Count the lines in the entries below that contain the string "bicep". Reply with the number only.

──────── Data supplied ────────

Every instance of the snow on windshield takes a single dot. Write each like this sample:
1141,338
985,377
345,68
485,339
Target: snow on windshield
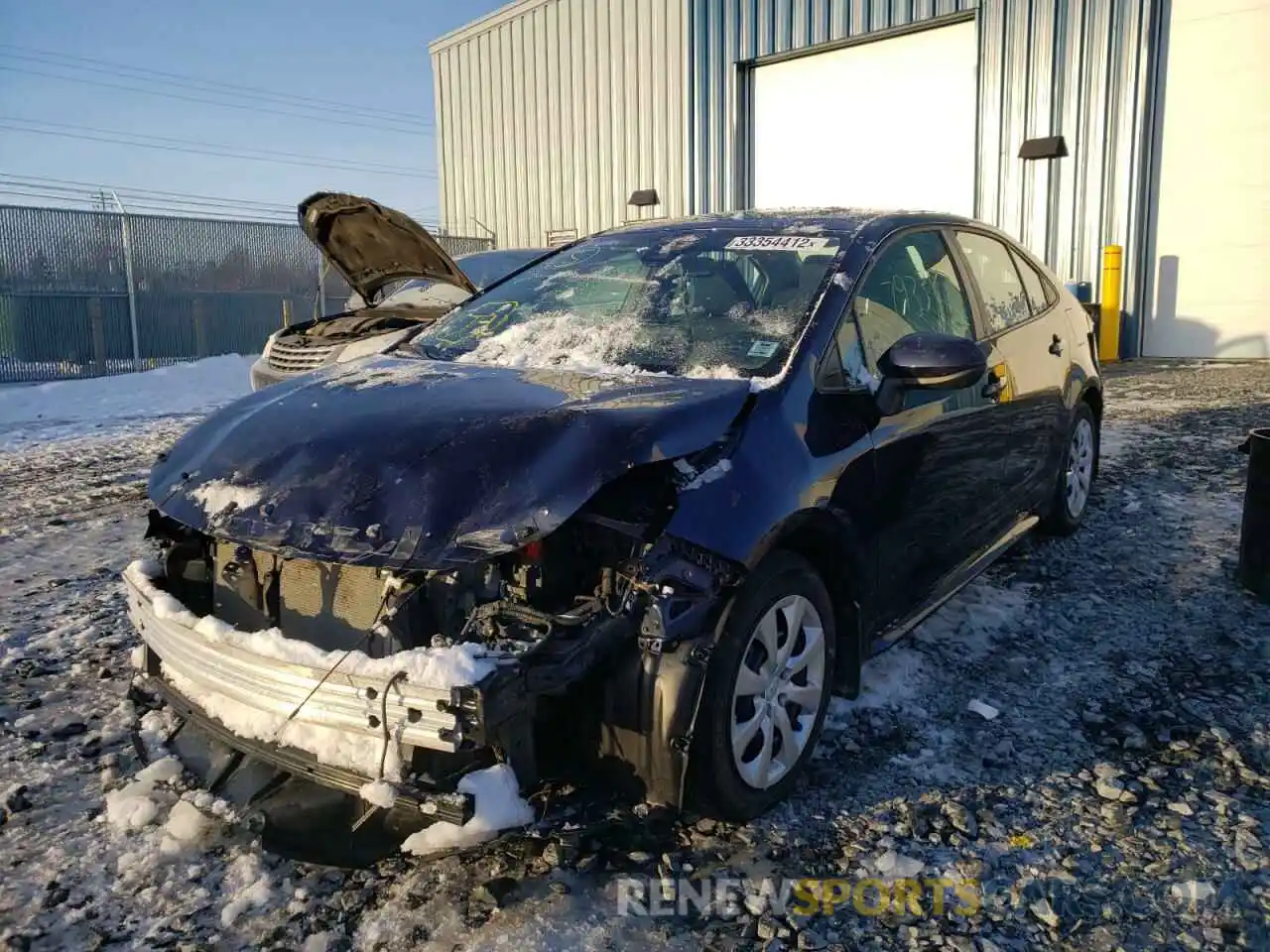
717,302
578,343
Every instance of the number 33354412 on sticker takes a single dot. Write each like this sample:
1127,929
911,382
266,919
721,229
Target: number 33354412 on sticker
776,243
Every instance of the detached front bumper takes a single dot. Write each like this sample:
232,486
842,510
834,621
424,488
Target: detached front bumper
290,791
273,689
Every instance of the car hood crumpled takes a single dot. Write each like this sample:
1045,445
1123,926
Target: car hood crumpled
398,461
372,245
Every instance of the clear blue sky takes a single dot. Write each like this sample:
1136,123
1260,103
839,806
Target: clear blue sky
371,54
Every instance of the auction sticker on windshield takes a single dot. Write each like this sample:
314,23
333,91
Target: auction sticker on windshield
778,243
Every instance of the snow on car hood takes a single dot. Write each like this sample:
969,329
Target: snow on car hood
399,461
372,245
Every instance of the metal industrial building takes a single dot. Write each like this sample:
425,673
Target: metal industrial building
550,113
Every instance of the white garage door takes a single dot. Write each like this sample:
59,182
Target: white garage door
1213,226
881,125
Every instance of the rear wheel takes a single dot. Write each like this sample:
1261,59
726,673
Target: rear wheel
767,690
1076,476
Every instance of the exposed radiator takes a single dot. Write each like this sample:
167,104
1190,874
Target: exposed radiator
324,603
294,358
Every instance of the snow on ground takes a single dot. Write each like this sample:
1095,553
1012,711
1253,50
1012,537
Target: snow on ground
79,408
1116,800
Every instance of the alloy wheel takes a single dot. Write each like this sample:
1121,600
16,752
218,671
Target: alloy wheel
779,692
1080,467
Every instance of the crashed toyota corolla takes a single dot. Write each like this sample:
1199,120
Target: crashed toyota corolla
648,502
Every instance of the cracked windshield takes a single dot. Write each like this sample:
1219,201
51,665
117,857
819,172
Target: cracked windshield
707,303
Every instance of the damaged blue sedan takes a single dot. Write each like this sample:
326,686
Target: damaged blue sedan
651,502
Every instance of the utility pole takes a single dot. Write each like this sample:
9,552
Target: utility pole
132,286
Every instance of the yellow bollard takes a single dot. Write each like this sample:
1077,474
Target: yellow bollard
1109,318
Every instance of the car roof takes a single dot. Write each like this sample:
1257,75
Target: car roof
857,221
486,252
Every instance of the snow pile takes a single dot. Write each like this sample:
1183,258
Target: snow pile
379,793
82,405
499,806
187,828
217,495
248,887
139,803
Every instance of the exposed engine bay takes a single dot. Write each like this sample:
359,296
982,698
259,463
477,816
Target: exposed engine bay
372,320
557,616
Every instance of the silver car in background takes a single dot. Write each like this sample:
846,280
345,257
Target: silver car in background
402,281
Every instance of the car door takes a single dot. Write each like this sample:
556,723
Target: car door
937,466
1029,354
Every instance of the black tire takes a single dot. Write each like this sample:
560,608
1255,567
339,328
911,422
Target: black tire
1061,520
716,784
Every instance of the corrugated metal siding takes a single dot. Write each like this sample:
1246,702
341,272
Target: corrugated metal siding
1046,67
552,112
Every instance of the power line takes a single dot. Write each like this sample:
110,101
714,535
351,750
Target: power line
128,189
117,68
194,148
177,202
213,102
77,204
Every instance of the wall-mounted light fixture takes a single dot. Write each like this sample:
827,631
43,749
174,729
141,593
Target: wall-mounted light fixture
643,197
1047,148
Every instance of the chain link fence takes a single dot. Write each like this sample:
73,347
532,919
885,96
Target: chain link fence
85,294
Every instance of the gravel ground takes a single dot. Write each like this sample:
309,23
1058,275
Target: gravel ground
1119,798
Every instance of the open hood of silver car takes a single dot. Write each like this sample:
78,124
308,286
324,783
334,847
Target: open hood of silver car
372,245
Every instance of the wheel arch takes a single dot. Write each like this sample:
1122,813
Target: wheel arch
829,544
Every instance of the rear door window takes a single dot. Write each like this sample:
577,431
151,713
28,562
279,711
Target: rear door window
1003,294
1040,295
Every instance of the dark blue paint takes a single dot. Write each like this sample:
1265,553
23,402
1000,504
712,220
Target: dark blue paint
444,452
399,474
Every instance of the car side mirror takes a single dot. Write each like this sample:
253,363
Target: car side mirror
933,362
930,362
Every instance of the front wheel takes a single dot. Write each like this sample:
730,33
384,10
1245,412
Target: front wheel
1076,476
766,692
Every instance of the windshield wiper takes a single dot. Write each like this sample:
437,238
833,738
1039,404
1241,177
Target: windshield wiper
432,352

────────
──────── Data supplied ────────

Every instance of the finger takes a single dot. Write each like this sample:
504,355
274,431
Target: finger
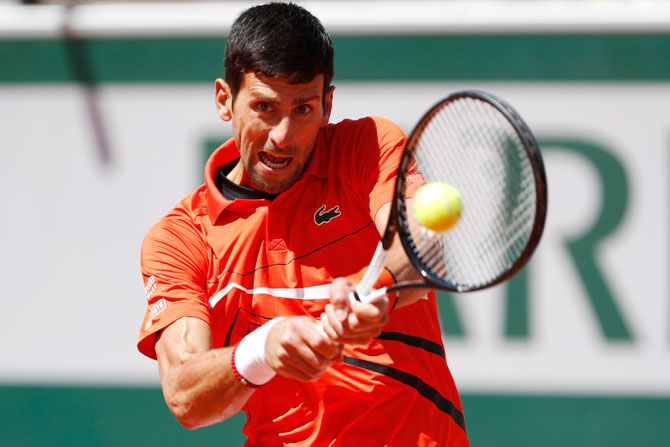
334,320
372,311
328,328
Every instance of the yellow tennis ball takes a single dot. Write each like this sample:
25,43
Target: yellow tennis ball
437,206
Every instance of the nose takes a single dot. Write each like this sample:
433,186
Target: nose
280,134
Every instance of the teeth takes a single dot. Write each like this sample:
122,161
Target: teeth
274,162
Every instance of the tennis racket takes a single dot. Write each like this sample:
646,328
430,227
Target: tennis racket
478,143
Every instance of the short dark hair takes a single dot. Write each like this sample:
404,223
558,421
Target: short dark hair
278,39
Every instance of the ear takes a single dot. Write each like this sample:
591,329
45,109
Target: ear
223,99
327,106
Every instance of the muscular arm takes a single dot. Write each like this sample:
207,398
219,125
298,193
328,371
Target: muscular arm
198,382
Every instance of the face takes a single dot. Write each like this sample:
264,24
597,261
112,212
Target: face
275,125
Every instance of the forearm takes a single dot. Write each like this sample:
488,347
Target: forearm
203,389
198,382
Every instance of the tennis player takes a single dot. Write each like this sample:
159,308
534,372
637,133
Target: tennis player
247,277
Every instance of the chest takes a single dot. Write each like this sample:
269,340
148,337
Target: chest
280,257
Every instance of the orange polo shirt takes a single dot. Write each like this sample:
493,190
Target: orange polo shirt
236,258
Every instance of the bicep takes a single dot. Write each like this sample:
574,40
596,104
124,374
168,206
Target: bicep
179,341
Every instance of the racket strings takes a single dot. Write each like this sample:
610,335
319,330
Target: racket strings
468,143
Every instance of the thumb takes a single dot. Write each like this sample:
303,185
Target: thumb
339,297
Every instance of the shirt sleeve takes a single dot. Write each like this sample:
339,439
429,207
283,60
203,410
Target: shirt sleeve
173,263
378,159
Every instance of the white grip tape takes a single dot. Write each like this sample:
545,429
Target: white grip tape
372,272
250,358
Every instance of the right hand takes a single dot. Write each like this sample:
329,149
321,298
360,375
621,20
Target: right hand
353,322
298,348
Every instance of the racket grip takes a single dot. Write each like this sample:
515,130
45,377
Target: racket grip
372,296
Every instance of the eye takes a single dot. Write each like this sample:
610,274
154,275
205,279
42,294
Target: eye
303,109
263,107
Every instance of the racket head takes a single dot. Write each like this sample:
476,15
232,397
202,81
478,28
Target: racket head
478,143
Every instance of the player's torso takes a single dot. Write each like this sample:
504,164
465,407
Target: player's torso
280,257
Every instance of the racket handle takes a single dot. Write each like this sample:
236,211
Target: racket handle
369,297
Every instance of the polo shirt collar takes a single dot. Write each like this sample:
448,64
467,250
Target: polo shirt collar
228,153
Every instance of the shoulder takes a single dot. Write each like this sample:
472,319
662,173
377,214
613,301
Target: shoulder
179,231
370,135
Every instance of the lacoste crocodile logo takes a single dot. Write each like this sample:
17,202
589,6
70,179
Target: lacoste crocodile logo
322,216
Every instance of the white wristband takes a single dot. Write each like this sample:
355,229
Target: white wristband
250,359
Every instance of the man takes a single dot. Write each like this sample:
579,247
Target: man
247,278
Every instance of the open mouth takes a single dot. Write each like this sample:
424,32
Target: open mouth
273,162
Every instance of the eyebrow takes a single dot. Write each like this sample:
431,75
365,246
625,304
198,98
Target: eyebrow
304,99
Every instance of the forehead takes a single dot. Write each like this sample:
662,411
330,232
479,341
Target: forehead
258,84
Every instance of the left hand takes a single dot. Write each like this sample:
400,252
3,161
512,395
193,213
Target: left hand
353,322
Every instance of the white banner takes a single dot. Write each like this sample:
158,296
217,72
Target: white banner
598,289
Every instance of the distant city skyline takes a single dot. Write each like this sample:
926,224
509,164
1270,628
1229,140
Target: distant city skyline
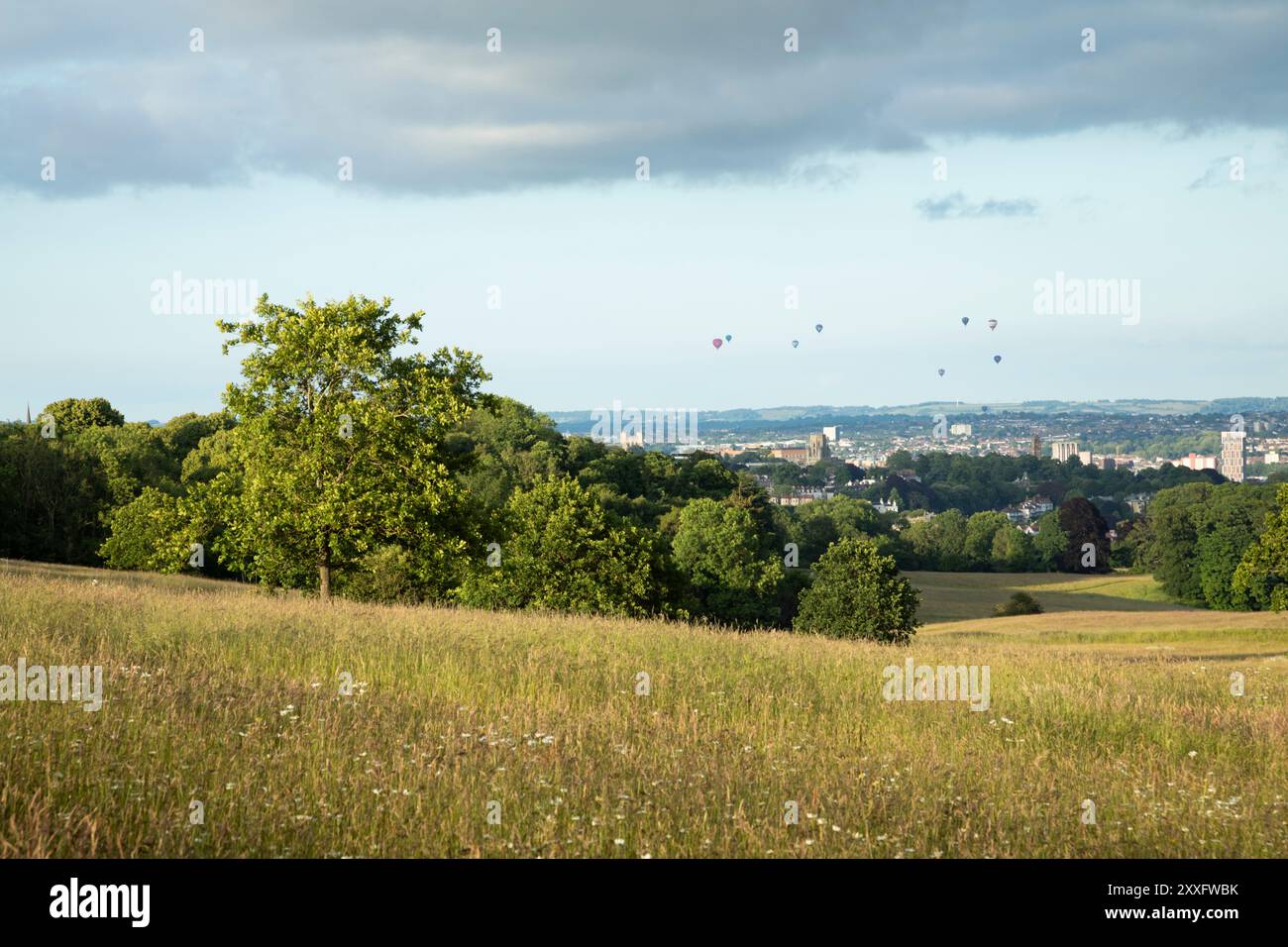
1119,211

────────

# Complete output
2